_Exercise aim_.
Find every line in the rows below that contains the word "microwave" and copy each of those lines. Case counts.

_Data supplied_.
#####
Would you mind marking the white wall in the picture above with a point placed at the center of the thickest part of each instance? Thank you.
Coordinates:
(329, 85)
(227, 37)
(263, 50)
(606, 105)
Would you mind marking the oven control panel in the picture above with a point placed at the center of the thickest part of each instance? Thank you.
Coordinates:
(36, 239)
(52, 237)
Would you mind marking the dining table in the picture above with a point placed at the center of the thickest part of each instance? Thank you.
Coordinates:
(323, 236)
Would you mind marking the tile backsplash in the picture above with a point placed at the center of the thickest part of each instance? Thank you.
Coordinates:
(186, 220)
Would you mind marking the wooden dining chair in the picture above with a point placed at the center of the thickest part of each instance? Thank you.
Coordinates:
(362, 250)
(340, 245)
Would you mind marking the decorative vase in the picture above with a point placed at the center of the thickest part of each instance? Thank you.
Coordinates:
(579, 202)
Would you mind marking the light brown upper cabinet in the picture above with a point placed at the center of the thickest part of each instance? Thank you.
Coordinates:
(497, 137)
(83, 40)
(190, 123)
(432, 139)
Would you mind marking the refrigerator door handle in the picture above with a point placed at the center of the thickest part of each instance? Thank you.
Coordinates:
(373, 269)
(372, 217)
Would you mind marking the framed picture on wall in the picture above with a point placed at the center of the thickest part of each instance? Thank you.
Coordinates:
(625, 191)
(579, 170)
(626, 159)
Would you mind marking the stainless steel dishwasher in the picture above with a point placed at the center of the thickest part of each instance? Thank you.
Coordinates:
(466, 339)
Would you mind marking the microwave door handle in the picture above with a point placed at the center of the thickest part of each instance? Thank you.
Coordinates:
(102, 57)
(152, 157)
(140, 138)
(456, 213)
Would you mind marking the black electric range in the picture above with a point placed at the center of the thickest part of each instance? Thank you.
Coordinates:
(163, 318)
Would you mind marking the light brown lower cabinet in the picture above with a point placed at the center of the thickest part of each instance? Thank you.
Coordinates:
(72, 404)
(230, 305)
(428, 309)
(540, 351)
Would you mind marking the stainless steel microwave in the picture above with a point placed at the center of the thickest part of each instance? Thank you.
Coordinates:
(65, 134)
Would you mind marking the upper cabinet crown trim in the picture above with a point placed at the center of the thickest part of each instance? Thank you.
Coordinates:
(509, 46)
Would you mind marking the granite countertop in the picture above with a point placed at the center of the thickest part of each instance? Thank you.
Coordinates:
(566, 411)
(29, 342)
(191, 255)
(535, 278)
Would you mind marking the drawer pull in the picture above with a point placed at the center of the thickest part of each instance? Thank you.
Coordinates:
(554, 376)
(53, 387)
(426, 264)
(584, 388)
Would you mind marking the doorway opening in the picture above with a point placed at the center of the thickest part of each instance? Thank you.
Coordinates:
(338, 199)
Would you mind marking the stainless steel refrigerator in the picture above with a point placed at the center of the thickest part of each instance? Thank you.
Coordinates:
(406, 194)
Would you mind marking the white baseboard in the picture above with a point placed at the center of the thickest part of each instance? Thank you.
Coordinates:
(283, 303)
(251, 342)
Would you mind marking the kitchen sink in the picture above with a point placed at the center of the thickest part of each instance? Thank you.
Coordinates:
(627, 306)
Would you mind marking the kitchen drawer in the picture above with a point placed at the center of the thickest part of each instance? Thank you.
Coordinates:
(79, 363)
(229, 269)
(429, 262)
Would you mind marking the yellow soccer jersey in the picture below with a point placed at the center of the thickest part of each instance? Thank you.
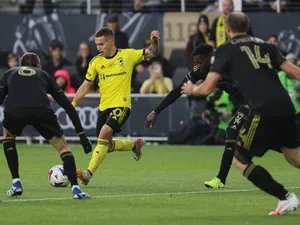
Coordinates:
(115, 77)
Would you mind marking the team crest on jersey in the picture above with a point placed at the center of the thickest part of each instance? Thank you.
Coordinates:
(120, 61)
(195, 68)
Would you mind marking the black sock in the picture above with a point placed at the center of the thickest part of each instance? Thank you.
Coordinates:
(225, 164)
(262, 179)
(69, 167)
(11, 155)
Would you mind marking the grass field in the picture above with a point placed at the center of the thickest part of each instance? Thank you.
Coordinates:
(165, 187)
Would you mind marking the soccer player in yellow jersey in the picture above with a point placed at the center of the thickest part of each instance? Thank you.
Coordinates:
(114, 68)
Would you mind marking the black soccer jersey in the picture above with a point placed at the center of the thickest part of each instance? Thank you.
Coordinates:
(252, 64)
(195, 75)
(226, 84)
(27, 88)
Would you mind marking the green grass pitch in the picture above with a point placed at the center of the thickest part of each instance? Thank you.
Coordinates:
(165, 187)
#####
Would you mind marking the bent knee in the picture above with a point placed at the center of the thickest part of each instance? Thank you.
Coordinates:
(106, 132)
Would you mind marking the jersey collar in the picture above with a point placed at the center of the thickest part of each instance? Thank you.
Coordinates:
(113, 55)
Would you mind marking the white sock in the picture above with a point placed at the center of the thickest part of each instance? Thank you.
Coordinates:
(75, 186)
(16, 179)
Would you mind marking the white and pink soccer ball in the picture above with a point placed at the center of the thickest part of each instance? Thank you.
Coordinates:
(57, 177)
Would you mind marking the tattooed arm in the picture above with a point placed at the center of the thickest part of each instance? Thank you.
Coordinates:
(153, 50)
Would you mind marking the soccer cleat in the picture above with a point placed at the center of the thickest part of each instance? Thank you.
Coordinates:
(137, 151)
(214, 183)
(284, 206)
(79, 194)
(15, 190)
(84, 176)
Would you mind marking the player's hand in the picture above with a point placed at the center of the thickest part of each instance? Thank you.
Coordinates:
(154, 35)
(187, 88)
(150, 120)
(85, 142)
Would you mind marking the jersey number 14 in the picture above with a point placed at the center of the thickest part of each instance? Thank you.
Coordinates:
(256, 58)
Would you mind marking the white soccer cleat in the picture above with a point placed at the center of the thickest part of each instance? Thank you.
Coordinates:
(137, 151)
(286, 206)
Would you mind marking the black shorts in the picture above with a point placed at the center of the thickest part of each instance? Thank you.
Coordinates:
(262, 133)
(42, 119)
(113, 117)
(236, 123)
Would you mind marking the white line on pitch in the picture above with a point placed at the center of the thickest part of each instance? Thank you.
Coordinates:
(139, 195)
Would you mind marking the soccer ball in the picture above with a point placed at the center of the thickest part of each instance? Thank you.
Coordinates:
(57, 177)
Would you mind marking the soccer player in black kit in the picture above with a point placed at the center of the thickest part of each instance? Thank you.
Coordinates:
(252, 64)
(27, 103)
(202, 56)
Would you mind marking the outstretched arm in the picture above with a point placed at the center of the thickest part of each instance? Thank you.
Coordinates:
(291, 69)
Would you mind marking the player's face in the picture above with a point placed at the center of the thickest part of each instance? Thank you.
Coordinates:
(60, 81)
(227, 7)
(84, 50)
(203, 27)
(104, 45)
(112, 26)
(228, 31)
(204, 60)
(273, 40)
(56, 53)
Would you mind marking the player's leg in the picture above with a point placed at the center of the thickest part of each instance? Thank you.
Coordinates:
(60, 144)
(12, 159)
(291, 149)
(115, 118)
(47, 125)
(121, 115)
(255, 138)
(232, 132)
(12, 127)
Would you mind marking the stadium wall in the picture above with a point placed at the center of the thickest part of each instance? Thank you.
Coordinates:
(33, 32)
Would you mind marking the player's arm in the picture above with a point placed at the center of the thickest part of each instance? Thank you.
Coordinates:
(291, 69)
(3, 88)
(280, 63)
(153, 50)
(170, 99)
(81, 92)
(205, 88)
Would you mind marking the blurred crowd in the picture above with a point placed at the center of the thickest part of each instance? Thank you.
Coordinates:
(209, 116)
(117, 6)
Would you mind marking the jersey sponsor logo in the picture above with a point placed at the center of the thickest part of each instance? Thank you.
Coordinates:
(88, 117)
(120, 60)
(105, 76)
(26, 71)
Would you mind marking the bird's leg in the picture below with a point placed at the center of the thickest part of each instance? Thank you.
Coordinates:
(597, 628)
#####
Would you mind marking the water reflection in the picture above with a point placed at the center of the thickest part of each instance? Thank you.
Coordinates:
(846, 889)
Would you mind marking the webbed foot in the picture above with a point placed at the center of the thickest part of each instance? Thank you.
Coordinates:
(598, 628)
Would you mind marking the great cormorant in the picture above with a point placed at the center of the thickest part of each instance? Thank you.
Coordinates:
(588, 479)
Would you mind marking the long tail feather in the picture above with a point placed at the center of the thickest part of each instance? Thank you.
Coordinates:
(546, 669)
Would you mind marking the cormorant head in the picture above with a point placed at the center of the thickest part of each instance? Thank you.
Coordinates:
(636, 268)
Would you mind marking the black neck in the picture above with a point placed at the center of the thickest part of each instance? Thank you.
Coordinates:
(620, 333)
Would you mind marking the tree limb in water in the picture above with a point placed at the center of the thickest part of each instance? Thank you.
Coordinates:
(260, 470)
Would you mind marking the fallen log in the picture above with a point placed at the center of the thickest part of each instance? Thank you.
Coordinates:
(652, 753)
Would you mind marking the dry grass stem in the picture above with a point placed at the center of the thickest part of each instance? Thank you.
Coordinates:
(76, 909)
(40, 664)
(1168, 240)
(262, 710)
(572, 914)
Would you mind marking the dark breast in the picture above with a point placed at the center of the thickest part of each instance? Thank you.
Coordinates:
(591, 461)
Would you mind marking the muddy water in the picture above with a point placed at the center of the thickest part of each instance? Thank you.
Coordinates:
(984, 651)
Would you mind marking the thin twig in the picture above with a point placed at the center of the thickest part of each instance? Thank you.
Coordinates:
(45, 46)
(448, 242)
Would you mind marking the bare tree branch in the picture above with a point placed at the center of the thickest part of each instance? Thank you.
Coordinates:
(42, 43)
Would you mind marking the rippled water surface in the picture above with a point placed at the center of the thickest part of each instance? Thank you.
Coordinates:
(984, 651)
#####
_Response to the exercise_.
Would you mind marking the microwave door handle in the picture above with a point placed at the center of the thickest part of each instance? Thank you.
Would you mind marking the stainless steel microwave in the picture above with a point placed at the center of the thickest part of each instance? Thank you.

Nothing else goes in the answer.